VORGEGEBENER TEXT -
# Servus BAZI ... steel is real jetzt für die Kleinste



## HaegarHH (25. Mai 2021)

Nachdem ich mir ein neues Stahlhardtail [A] Scottish steel ... oder ZeroPatience aufgebaut hatte, für den Größten zufällig ein Woom off 6 gefunden wurde, stand als nächstes das Problem an, wie die 4-jährige zukünftig unterwegs sein sollte. 

Vorletztes Weihnachten gab es ein Early Rider Belter 14, zuerst nur als Laufrad genutzt 






dann im Sommer wirklich fahren gelernt und gleich am ersten Abend 5km am Inn gerockt , danach kaum noch aufzuhalten.

BEREITGESTELLTES MATERIAL -
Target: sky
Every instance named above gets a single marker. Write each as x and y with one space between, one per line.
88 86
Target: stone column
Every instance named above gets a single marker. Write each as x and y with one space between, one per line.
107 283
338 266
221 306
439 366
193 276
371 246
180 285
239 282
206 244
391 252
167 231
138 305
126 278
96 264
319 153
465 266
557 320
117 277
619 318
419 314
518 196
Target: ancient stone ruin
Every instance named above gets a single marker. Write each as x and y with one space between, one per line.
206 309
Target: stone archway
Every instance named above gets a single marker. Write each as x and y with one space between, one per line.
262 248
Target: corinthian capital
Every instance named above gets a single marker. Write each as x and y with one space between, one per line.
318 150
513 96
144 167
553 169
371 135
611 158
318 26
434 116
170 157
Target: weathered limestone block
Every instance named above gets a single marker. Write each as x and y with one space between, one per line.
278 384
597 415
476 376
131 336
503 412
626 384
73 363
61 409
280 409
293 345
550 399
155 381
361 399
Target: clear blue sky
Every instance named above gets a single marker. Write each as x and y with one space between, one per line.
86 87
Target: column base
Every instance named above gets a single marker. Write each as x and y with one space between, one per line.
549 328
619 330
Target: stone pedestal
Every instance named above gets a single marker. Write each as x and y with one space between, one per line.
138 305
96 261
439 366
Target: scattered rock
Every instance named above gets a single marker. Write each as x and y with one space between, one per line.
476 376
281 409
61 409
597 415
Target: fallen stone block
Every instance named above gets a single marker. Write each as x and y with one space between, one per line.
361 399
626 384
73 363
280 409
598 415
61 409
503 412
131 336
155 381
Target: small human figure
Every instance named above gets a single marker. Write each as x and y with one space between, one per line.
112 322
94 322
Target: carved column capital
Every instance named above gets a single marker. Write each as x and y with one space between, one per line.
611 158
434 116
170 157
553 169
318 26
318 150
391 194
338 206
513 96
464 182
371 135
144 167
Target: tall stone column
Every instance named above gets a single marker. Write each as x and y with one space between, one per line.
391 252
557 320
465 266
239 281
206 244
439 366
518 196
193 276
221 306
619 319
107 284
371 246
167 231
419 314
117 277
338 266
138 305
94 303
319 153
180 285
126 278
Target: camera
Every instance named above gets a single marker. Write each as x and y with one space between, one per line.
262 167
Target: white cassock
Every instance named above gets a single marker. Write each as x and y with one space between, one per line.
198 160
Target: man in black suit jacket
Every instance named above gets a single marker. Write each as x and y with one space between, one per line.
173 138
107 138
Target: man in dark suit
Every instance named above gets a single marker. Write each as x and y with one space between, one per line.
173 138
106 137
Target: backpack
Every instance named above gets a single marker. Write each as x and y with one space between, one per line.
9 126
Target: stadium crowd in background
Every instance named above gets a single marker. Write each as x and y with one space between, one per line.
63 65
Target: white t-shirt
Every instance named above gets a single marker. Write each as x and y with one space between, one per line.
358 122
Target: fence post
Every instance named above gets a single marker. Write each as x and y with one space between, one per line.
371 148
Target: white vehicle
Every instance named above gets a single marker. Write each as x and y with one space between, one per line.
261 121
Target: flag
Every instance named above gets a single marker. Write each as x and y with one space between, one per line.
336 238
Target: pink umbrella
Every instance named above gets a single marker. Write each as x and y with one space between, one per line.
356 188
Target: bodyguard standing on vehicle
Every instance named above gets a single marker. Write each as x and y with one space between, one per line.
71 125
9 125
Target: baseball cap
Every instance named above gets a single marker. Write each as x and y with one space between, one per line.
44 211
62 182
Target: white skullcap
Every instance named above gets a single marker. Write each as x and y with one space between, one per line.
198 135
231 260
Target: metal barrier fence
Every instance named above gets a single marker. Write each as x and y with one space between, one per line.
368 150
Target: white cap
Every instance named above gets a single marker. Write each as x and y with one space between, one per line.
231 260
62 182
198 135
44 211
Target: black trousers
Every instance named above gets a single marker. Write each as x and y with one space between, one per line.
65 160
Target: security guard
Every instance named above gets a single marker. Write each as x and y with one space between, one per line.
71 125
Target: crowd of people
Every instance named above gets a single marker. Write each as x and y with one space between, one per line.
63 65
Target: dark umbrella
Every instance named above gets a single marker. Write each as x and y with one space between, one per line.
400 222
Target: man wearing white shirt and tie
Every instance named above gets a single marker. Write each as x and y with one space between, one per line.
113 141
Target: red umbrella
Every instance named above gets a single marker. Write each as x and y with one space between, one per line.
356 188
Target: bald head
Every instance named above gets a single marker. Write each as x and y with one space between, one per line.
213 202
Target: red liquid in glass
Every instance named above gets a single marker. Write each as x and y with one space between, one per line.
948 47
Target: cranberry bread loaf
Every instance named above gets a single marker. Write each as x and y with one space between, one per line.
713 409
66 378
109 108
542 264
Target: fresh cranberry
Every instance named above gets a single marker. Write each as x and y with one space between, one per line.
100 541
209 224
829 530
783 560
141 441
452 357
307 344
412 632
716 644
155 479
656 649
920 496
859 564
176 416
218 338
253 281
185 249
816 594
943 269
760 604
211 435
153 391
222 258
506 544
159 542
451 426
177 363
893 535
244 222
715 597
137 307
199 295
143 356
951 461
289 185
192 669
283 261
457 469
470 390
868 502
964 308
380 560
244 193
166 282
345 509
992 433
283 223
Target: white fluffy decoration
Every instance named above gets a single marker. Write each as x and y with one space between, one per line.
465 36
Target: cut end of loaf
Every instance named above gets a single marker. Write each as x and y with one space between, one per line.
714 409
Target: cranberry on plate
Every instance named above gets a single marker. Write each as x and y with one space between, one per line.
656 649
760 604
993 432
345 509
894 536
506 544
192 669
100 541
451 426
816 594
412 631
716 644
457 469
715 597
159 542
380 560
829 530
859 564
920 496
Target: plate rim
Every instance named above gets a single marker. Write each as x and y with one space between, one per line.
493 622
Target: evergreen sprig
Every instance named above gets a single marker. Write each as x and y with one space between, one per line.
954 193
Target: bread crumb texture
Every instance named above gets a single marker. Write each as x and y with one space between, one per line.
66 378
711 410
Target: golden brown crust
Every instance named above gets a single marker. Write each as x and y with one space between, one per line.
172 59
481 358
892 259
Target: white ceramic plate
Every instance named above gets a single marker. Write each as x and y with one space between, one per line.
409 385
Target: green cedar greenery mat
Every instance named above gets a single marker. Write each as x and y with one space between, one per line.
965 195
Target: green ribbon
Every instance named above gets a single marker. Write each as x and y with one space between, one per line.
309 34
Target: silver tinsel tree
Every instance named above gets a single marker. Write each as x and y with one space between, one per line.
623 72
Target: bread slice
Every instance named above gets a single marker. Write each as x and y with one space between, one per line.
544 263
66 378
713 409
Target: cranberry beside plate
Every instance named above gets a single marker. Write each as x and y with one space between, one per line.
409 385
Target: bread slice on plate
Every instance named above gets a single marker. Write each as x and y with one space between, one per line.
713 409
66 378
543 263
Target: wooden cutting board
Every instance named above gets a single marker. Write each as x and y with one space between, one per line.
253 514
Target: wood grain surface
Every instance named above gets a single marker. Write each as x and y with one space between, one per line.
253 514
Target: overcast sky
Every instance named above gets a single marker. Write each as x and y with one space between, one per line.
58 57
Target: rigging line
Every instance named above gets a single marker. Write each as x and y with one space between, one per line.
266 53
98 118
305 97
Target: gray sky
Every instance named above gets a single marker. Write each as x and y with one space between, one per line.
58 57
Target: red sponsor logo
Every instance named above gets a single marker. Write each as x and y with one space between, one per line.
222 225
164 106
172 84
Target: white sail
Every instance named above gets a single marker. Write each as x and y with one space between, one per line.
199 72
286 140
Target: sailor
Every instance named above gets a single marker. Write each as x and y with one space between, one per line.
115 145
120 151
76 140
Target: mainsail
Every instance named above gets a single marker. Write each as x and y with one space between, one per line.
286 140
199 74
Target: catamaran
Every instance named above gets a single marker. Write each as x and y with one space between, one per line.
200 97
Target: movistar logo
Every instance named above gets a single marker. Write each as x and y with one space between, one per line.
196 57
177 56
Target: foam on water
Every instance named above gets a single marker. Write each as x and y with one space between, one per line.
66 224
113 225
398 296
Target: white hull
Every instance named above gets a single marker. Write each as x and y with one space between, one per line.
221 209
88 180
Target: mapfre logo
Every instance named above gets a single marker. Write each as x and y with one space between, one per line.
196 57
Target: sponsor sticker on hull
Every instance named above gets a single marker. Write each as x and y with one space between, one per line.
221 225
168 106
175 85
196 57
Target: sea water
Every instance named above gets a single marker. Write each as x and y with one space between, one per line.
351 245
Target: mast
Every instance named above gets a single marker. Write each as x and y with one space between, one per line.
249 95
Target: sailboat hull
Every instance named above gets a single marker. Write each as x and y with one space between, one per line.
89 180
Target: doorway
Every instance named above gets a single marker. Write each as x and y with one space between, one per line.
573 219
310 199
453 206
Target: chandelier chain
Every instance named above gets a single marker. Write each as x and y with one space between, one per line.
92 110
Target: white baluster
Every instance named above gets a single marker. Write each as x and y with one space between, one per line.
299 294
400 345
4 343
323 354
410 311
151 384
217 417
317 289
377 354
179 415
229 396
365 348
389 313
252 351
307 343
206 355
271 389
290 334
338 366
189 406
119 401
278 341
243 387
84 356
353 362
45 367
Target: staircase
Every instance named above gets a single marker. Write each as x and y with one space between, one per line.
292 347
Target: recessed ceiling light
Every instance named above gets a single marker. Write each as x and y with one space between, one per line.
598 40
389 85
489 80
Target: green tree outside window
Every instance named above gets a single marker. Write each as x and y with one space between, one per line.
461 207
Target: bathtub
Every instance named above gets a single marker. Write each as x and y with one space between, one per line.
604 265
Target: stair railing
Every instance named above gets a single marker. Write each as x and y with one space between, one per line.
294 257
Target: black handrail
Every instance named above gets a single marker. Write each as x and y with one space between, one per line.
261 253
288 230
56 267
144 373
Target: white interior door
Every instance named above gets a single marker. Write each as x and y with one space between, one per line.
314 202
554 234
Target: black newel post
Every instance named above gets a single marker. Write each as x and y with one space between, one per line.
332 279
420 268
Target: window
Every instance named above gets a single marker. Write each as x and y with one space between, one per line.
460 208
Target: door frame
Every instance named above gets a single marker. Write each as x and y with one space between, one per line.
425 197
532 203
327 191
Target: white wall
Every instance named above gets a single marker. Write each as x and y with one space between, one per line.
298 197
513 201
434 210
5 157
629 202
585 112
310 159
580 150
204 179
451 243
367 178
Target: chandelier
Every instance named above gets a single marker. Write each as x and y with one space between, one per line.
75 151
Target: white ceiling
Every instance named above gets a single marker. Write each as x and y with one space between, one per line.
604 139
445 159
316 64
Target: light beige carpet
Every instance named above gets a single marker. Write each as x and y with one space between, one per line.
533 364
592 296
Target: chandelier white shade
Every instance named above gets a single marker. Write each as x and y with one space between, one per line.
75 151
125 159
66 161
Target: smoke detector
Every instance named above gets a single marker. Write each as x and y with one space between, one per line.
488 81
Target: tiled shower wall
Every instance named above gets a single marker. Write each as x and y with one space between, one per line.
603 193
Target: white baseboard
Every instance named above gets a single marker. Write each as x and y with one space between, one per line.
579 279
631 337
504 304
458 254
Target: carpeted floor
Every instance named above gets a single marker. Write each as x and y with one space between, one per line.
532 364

ZIEL DER ÜBUNG -
Extrahiere den vorgegebenen Text vollständig und ohne jede Änderung.

ERGEBNIS DER ÜBUNG -
# Servus BAZI ... steel is real jetzt für die Kleinste



## HaegarHH (25. Mai 2021)

Nachdem ich mir ein neues Stahlhardtail [A] Scottish steel ... oder ZeroPatience aufgebaut hatte, für den Größten zufällig ein Woom off 6 gefunden wurde, stand als nächstes das Problem an, wie die 4-jährige zukünftig unterwegs sein sollte. 

Vorletztes Weihnachten gab es ein Early Rider Belter 14, zuerst nur als Laufrad genutzt 






dann im Sommer wirklich fahren gelernt und gleich am ersten Abend 5km am Inn gerockt , danach kaum noch aufzuhalten.